» **DIRECTION**:
Only the lines from the one containing "For each instance of the boy's arm" through the last line below should be written out, exactly and with both ends kept.
## Start INFORMATION PROVIDED
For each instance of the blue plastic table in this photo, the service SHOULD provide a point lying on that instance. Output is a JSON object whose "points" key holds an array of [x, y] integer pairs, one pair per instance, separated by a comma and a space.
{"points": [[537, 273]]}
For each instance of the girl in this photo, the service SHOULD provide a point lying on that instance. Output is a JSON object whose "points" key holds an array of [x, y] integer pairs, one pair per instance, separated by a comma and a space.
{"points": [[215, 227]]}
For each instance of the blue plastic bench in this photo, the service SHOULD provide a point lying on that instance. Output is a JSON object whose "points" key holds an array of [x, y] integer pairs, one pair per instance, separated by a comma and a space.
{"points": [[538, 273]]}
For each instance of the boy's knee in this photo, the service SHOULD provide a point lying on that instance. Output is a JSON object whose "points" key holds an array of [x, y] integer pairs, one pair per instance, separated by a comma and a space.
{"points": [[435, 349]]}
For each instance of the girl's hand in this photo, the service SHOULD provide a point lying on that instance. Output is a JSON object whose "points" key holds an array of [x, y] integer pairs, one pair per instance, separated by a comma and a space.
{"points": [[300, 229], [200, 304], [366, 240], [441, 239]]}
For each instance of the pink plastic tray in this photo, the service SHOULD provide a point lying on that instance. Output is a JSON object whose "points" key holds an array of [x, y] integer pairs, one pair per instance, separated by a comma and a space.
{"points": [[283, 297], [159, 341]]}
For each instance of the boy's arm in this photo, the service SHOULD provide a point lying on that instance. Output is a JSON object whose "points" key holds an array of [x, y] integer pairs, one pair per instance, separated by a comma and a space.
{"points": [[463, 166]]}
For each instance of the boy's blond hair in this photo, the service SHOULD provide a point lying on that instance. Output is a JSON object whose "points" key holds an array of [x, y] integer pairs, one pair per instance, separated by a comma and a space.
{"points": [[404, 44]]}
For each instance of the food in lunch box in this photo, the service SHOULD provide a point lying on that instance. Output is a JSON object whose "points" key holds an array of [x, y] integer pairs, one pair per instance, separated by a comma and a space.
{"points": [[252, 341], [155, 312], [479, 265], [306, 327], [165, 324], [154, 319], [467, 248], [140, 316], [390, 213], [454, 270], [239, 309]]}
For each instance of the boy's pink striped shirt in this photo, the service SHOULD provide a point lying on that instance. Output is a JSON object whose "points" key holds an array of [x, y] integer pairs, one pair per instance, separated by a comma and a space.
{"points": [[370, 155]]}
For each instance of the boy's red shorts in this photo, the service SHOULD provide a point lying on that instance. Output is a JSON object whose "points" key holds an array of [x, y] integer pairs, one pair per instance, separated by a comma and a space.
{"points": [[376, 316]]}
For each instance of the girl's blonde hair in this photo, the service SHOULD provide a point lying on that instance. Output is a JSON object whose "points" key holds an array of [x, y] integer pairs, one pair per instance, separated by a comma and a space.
## End INFORMATION PROVIDED
» **EXERCISE ANSWER**:
For each instance of the boy's arm in this photo, the service SHOULD provide a point lying on that instance. Output is a JSON object whose "points" key holds an array of [x, y] integer pairs, one pair per instance, separated by a comma and a space.
{"points": [[463, 166]]}
For each instance of the boy's blond hair in this photo, the service SHOULD provide a point lying on that instance. Output is a JSON object whose "points" key holds an array of [x, y] integer pairs, one pair per instance, separated by a comma and a space.
{"points": [[404, 44]]}
For each instance of the food in lunch box in this photo, the service SHOULD provide a point lying on that instance. Output is a JSON object whose "points" key holds an array of [x, y] integer pairs, one pair per instance, separated by a comma and a space.
{"points": [[252, 341], [155, 312], [479, 265], [306, 327], [165, 324], [154, 319], [467, 248], [140, 316], [390, 213], [454, 270], [239, 309]]}
For each instance of the boy's pink striped shirt in this photo, the service SHOULD provide a point lying on that instance. Output is a JSON object whose "points" key holds an array of [x, y] integer pairs, one pair per instance, separated by a comma and a space.
{"points": [[370, 155]]}
For each instance of the boy's red shorts in this photo, the service SHOULD provide a point lying on that instance. Output is a JSON object whose "points" key holds an array of [x, y] integer pairs, one pair per instance, separated by a comma and a space.
{"points": [[376, 316]]}
For each instance of the girl's blonde hair in this photo, the service SHOULD provide a point lying on that instance. Output is a JSON object whose "points" key holds an array of [x, y] integer pairs, one pair per instance, separated by a comma and a space.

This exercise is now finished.